■ THE DATA ■
--- START ---
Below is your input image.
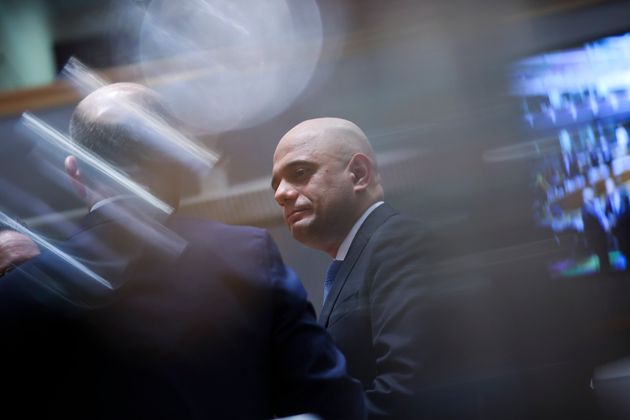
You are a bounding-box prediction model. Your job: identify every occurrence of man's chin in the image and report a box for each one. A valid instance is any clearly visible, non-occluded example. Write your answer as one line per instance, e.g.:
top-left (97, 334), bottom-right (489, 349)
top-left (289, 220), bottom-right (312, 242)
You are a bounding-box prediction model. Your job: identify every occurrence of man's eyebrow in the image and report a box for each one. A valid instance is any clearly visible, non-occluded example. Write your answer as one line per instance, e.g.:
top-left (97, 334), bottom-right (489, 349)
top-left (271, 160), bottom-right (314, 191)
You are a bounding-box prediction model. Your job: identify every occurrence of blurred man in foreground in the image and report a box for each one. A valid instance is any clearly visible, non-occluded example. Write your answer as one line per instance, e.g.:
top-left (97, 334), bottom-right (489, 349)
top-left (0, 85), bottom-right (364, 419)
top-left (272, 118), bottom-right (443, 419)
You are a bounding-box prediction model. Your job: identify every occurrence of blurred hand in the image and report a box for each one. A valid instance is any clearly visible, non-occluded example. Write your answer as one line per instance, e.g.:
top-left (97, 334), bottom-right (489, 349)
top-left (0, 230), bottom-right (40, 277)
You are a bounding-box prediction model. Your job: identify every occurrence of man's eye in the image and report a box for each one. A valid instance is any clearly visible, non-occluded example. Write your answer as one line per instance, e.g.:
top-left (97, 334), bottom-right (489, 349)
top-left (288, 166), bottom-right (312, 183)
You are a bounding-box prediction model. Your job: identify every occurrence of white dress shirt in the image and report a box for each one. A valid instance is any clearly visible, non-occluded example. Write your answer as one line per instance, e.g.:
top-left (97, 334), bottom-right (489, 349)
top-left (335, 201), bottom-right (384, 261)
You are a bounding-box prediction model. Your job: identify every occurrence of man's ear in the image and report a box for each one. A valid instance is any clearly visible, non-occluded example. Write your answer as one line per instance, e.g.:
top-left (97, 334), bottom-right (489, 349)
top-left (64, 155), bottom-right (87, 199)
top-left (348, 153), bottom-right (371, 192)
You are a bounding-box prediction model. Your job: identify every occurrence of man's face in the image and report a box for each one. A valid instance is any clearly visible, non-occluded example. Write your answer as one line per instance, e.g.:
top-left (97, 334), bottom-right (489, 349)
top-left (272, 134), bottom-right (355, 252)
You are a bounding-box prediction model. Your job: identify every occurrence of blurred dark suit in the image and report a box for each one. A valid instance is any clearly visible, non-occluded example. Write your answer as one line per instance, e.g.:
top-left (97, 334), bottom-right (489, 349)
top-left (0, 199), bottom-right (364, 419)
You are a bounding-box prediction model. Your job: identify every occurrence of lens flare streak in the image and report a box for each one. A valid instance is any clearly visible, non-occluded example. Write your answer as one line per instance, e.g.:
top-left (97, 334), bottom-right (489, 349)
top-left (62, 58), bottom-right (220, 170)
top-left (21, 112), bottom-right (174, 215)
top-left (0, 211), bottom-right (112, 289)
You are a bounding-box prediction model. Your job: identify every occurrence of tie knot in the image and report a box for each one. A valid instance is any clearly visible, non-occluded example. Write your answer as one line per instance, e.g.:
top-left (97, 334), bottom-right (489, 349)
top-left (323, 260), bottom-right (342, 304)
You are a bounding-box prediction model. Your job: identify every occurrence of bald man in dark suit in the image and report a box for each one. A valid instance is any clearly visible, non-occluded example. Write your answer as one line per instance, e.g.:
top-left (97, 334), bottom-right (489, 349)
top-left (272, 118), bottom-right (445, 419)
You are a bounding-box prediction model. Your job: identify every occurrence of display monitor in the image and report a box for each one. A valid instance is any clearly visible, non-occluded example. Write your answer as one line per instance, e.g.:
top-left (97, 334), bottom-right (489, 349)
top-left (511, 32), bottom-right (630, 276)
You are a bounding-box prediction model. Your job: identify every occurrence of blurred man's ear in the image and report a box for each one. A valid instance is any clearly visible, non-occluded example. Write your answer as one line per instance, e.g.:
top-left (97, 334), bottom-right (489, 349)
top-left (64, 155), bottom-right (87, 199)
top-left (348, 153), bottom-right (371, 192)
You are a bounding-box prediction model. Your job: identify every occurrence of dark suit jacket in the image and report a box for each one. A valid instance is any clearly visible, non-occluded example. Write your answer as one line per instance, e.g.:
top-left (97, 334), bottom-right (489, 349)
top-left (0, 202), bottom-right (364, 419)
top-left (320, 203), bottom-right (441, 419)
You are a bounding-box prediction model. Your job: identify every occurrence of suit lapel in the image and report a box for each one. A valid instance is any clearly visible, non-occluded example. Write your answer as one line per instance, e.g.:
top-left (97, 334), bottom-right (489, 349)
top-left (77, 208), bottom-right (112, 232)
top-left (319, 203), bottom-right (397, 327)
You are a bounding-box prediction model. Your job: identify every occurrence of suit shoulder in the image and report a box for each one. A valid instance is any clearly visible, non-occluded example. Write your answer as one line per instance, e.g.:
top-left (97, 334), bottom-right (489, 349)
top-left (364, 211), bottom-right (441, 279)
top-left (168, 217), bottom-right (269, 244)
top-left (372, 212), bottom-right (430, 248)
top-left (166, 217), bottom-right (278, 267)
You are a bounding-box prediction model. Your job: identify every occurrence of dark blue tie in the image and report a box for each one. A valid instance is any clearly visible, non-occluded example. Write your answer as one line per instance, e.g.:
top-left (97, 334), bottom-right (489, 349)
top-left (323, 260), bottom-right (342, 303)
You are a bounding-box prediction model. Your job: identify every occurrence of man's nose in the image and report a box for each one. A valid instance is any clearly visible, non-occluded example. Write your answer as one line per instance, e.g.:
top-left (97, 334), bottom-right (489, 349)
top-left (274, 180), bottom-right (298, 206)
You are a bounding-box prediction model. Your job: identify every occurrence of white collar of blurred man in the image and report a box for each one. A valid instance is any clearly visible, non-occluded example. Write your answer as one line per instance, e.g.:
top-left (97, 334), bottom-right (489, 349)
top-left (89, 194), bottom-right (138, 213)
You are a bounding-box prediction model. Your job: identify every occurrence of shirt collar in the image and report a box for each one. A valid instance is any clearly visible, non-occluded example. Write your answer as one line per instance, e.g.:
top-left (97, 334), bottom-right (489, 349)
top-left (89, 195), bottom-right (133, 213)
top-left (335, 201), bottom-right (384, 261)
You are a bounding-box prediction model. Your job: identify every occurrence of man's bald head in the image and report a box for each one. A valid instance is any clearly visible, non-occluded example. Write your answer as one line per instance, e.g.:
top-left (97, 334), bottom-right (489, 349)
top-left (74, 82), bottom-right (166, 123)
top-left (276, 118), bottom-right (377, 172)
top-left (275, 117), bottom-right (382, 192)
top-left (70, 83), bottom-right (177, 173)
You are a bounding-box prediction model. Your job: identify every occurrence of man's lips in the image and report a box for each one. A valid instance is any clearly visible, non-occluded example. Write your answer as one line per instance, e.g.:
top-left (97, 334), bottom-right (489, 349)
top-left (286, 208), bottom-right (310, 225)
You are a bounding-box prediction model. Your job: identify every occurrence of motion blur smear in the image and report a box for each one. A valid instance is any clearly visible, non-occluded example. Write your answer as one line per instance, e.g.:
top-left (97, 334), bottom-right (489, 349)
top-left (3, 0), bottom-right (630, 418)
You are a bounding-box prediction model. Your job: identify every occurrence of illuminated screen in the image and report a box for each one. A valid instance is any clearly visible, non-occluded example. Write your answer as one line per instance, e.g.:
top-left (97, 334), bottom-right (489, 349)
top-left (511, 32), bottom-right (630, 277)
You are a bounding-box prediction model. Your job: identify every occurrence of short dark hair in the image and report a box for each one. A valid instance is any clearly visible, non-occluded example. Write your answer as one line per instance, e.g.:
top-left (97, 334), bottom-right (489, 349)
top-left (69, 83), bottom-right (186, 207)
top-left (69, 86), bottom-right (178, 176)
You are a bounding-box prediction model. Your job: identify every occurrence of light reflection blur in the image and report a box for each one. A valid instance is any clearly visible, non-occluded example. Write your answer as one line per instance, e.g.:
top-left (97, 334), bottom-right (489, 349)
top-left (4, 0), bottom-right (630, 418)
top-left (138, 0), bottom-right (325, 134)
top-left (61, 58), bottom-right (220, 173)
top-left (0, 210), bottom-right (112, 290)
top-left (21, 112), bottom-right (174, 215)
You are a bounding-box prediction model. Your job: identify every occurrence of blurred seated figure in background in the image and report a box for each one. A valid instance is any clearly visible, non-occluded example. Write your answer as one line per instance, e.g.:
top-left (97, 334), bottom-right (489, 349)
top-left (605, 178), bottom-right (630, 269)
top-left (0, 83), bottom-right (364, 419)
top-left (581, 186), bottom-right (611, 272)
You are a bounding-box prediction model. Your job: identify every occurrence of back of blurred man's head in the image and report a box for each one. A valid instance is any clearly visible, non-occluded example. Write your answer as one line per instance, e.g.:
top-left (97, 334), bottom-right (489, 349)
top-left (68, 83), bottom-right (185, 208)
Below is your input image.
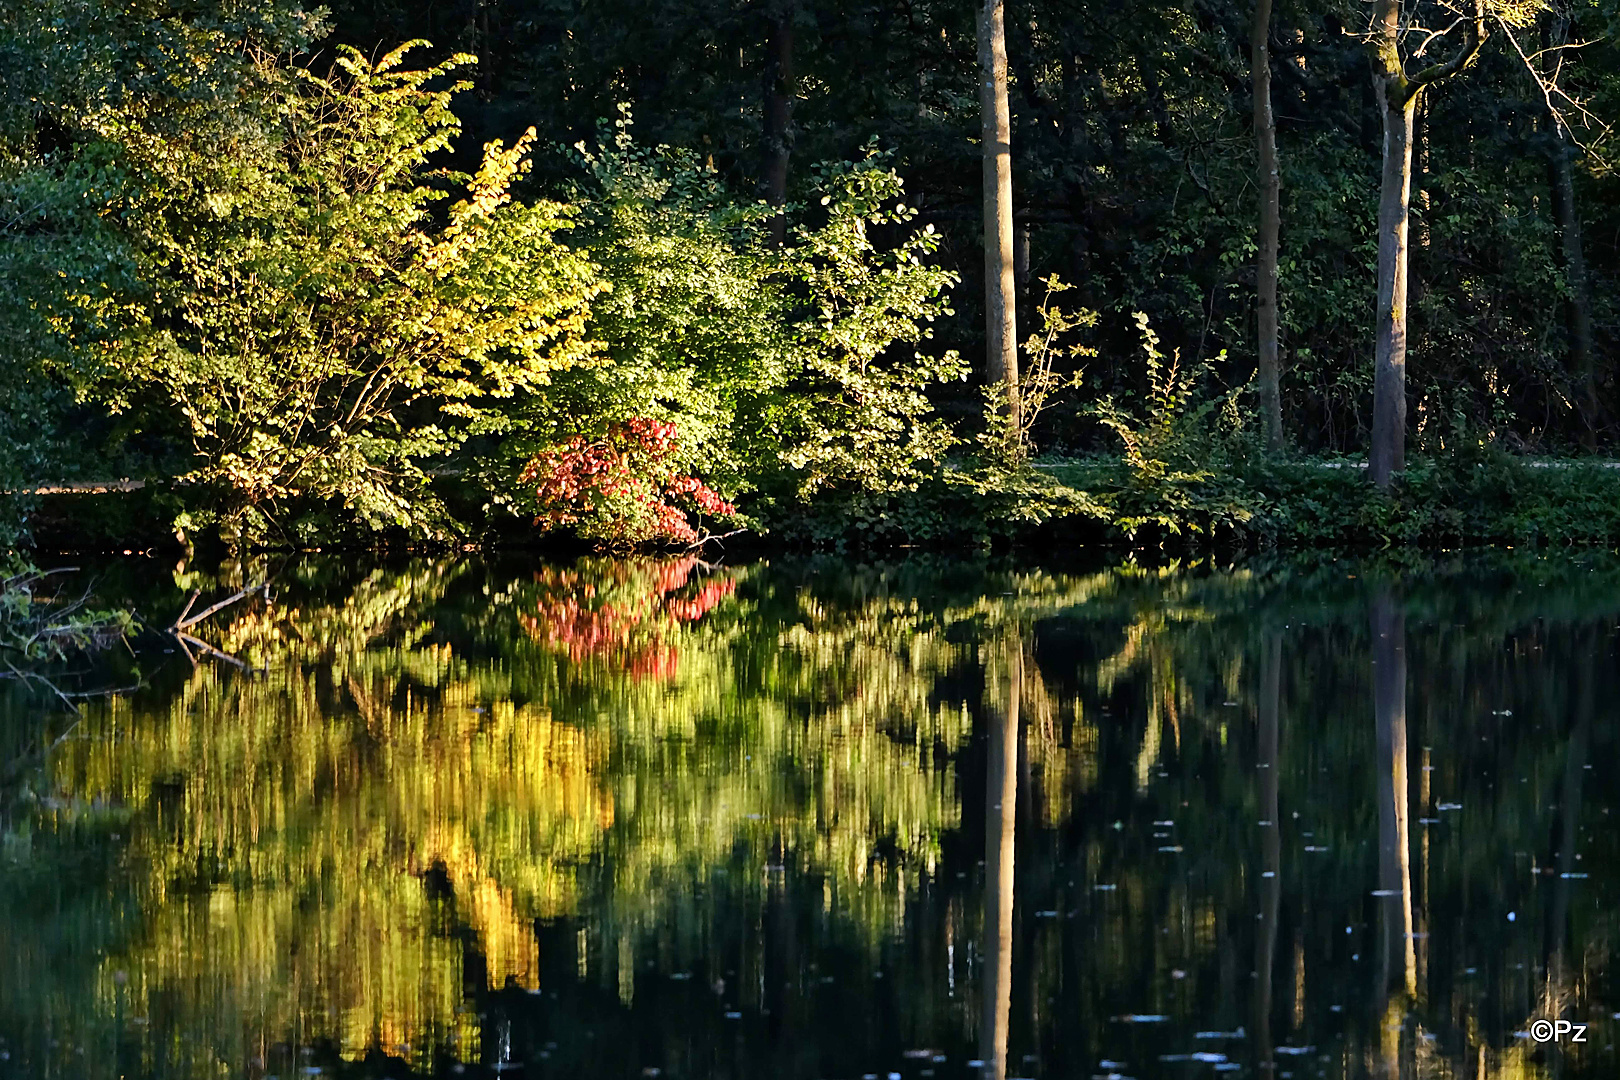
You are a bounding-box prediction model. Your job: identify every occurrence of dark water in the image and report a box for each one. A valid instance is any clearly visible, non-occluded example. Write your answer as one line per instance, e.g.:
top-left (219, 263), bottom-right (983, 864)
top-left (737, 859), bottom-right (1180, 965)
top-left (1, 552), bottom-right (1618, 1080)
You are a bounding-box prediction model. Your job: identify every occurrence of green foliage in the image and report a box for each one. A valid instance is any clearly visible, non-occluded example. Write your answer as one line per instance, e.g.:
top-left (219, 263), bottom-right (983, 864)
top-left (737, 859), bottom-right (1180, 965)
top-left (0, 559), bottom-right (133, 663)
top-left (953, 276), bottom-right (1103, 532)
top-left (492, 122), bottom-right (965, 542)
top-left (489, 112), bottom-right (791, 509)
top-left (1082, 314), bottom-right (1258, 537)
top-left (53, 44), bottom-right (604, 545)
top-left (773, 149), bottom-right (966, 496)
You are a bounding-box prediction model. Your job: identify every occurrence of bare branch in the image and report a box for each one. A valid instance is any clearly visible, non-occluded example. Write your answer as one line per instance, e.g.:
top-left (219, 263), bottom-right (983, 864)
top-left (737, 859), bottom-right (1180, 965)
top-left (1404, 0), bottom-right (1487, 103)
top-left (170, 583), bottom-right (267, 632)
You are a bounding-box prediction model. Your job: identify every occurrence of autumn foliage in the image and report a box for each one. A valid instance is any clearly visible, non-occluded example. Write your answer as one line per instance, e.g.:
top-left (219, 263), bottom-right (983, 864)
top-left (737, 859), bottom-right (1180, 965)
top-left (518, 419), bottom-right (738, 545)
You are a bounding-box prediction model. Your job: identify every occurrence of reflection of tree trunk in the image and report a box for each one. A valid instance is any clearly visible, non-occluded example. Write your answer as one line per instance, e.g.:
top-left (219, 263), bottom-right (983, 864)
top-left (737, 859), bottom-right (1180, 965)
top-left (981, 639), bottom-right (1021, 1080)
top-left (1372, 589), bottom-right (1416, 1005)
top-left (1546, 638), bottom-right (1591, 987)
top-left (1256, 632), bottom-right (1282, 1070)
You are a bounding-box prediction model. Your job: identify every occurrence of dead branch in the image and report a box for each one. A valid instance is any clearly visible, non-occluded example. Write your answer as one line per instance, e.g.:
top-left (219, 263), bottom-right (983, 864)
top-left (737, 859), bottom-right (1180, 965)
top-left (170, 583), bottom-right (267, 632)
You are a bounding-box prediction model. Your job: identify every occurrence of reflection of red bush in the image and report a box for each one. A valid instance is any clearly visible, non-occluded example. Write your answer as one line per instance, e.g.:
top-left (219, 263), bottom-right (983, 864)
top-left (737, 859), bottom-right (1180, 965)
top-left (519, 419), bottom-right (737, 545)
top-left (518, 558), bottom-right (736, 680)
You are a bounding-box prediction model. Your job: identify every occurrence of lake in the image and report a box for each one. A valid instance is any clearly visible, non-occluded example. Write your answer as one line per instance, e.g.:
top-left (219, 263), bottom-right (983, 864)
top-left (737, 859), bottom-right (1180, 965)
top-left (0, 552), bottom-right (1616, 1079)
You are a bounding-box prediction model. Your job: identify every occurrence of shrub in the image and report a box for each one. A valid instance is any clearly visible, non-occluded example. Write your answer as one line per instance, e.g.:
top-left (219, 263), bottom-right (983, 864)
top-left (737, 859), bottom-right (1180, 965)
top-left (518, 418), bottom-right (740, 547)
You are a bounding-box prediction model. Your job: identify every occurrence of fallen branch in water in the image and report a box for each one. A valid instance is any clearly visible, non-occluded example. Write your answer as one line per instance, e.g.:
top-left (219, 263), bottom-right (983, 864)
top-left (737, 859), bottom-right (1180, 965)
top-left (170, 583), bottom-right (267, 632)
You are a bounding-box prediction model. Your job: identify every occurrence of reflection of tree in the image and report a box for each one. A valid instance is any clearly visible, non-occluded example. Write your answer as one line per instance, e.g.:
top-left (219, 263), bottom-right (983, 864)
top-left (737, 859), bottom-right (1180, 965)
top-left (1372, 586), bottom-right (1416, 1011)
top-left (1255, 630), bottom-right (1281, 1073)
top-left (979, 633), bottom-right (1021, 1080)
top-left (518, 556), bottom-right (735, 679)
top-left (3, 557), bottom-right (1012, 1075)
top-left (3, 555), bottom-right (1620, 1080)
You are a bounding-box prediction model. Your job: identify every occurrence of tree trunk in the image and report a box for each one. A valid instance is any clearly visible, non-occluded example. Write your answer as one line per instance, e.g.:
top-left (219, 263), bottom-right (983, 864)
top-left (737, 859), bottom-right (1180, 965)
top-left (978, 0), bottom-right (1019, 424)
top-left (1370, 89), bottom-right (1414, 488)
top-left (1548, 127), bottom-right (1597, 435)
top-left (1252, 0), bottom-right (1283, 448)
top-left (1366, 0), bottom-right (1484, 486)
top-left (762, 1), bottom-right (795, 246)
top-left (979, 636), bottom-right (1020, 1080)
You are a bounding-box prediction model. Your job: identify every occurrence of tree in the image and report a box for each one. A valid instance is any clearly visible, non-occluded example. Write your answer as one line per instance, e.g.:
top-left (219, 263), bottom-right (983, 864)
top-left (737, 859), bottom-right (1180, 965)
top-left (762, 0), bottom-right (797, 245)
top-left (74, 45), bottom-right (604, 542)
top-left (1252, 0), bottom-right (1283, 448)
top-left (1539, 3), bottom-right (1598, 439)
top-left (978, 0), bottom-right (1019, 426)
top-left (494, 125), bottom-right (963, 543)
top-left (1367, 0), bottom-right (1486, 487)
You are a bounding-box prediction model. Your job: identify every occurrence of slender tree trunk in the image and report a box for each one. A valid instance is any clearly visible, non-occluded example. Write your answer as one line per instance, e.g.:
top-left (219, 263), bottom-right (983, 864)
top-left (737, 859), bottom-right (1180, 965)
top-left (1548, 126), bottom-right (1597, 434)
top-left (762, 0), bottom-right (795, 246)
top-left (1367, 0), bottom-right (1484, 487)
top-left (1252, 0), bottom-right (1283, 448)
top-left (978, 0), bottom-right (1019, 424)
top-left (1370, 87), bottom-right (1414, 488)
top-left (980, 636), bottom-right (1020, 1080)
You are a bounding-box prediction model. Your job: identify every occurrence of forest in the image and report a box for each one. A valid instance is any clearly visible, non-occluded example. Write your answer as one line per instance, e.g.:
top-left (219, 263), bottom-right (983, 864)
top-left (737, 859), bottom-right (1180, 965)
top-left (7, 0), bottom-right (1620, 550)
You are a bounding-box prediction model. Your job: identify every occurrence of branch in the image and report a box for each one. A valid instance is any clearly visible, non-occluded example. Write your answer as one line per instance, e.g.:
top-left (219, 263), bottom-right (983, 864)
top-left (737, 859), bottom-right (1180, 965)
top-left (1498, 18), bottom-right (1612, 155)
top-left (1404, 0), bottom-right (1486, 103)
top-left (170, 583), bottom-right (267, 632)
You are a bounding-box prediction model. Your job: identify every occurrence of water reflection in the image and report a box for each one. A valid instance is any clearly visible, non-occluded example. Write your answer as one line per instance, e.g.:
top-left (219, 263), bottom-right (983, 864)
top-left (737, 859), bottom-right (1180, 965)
--- END ---
■ PROMPT ■
Would you print exactly, and only, the lines of the data above from the line with "occurrence of lens" through the line with "of dark suit", inclusive?

■ ANSWER SECTION ■
You are a bounding-box prediction model. Your job: identify every occurrence of lens flare streak in the image and report a box for each one. A valid instance is any clearly visible, non-occluded example. Write your answer as one line per instance, e.g.:
top-left (97, 334), bottom-right (489, 349)
top-left (62, 58), bottom-right (220, 170)
top-left (21, 112), bottom-right (174, 215)
top-left (0, 211), bottom-right (112, 289)
You are a bounding-box prediction model. Your job: identify every occurrence of tie knot in the image and report a box for each one. A valid instance is any clearly visible, non-occluded example. Write your answer as one line per instance, e.g.:
top-left (97, 334), bottom-right (489, 349)
top-left (323, 260), bottom-right (342, 304)
You are a bounding-box prediction model. Your job: identify every occurrence of bald man in dark suit in the image and report a box for each one. A valid instance is any clearly visible, non-occluded example. Write your answer as one line per instance, e.g.:
top-left (97, 334), bottom-right (489, 349)
top-left (272, 118), bottom-right (445, 419)
You are a bounding-box prediction model. Your job: identify every occurrence of display monitor in the image and report a box for each one. A valid instance is any clearly visible, non-occluded example. Write your answer as one line per instance, e.g.:
top-left (97, 334), bottom-right (489, 349)
top-left (511, 32), bottom-right (630, 276)
You are a bounding-box prediction model. Your job: identify every occurrence of blurred man's ear in the image and report a box for each one. A valid instance is any clearly visible, non-occluded example. Write your answer as one line per instance, e.g.:
top-left (97, 334), bottom-right (489, 349)
top-left (64, 155), bottom-right (87, 199)
top-left (348, 153), bottom-right (371, 192)
You are a bounding-box prediction model. Your job: identify every occurrence of dark suit jacket in the image and report a box for each one. A valid instance is any clearly visible, non-occluded example. Write your answer as one line per instance, e.g.:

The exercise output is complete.